• **Texte étudié**
- - -
Conclusion – de l’urgence d’agir pour l’égalité foncière

L’humanité ne pourra avancer vers un développement durable, une stabilité et une justice sociale si elle ne prend pas des mesures urgentes en réponse aux inégalités foncières. Comme le montre le présent rapport de synthèse, les inégalités foncières sont plus profondes que nous ne l’estimions auparavant, et jouent un rôle dans un grand nombre d’enjeux mondiaux. Malgré cela, les outils mis en place pour les combattre sont faiblement mis en œuvre, et les intérêts particuliers puissants vis-à-vis des schémas de répartition des terres actuels ont la vie dure. Il est essentiel de faire évoluer les choses.
Une hausse de la concentration des terres, une opacité accrue de la propriété foncière et du contrôle des terres
Si les mesures sont variables, elles arrivent pourtant toutes à la même conclusion :
la concentration des terres à l’échelle mondiale ne cesse d’augmenter depuis les années 1980. Aujourd’hui, lorsque l’on prend en compte la répartition de la taille des propriétés foncières, 1 % des exploitations les plus importantes du monde occupent plus de 70 % des terres agricoles de la planète (Lowder et al., 2019).
Près de 84 % des exploitations s’étendent sur moins de deux hectares, mais n’exploitent que 12 % environ des terres agricoles (Ibid.). Lorsque la valeur de la terre et les populations sans terres sont prises en compte, ces mesures des inégalités foncières font un bond de 41 % dans les pays de l’échantillon.
Par ailleurs, les inégalités foncières et le contrôle des terres sont de plus en plus opaques. Les participations dans les actifs agricoles, en particulier les terres, ne sont pas rendues publiques, et les sociétés et investisseurs sont autorisés à acquérir des parts d’exploitations ou des exploitations multiples en tant qu’actifs. Par ailleurs, les bénéficiaires finaux et les principaux investisseurs de ces entreprises et sociétés financières, en particulier les fonds d’investissement, conservent souvent leur anonymat. Par ailleurs, les enquêtes auprès des ménages et les recensements agricoles officiels qui fournissent des données sur la taille ou la répartition des exploitations ne recensent pas les propriétés foncières multiples ou appartenant à des sociétés dans les pays, et encore moins au-delà des frontières. Il est difficile, voire impossible, de surveiller et quantifier le contrôle de la production (par opposition à l’achat ou la location purs et simples des terres). L’accès à la terre, la propriété et le contrôle des terres sont plus inéquitables que nous ne l’avions imaginé, et beaucoup plus importants que nous ne pouvons le mesurer – pour l’instant.
- - -
• **Consigne**
Selon le texte étudié, quelle part des terres agricoles de la planète est occupée par le 1 % des exploitations les plus importantes du monde ? Les lignes ci-dessous proviennent d'une autre source.

• **Données fournies**
- - -
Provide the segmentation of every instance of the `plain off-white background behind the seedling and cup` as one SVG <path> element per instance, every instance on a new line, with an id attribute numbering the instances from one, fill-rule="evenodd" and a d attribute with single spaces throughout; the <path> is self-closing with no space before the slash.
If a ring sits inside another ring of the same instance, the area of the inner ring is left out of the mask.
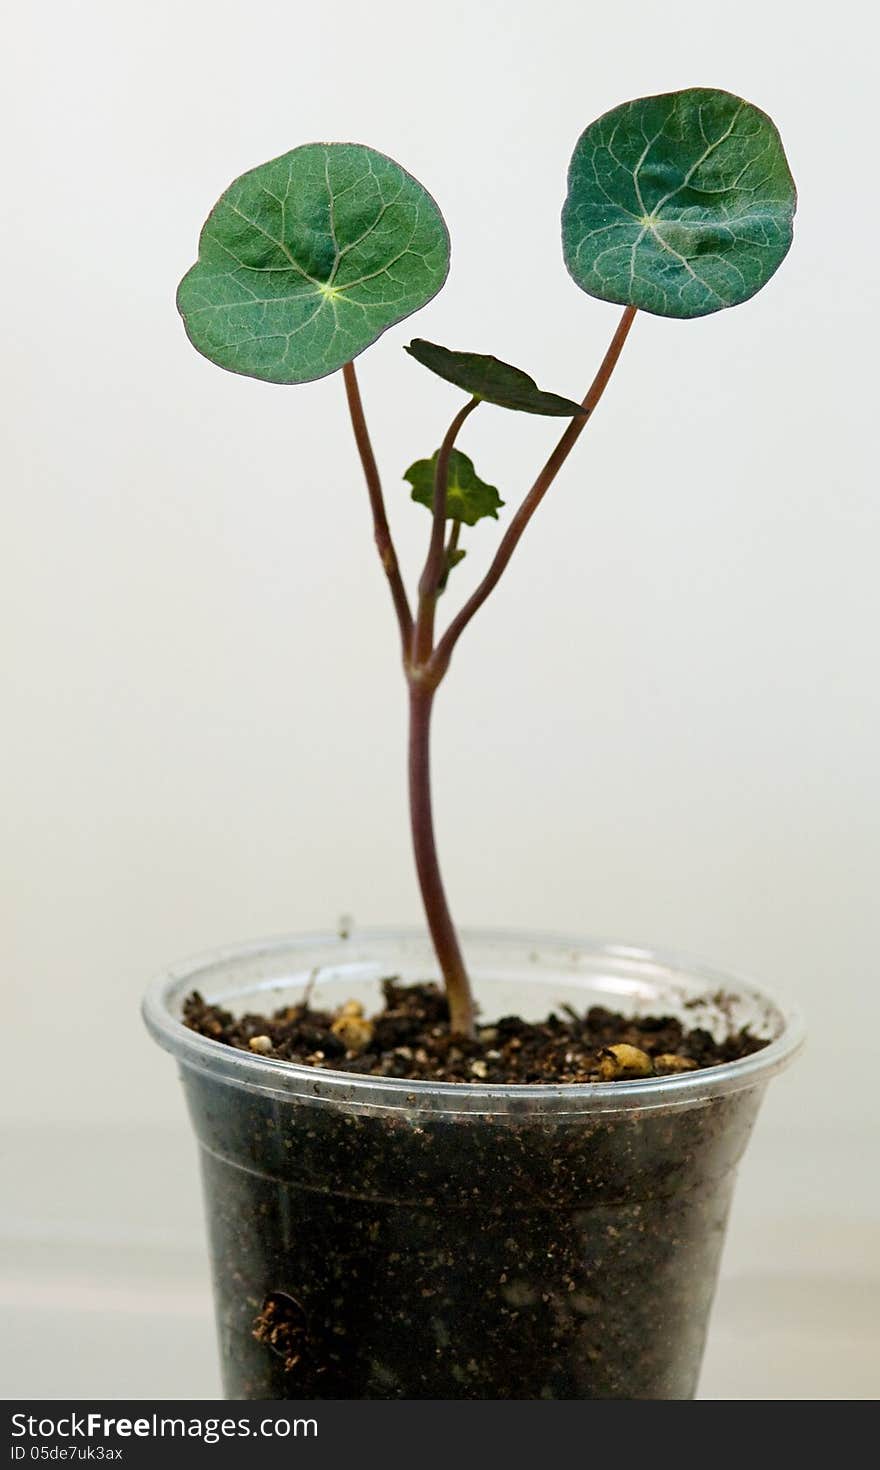
<path id="1" fill-rule="evenodd" d="M 580 397 L 617 310 L 563 268 L 574 140 L 708 84 L 777 121 L 795 247 L 737 310 L 636 320 L 441 691 L 439 836 L 461 922 L 693 951 L 798 998 L 811 1045 L 743 1169 L 704 1394 L 873 1395 L 873 7 L 87 0 L 19 7 L 7 43 L 9 1392 L 216 1392 L 194 1151 L 145 980 L 341 913 L 419 917 L 341 379 L 269 387 L 188 347 L 173 291 L 204 215 L 316 138 L 391 153 L 439 201 L 450 282 L 361 363 L 413 573 L 428 516 L 400 475 L 458 398 L 403 343 Z M 469 425 L 508 514 L 554 432 Z M 495 535 L 469 538 L 461 591 Z"/>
- - -
• **Réponse**
Plus de 70 % des terres agricoles de la planète.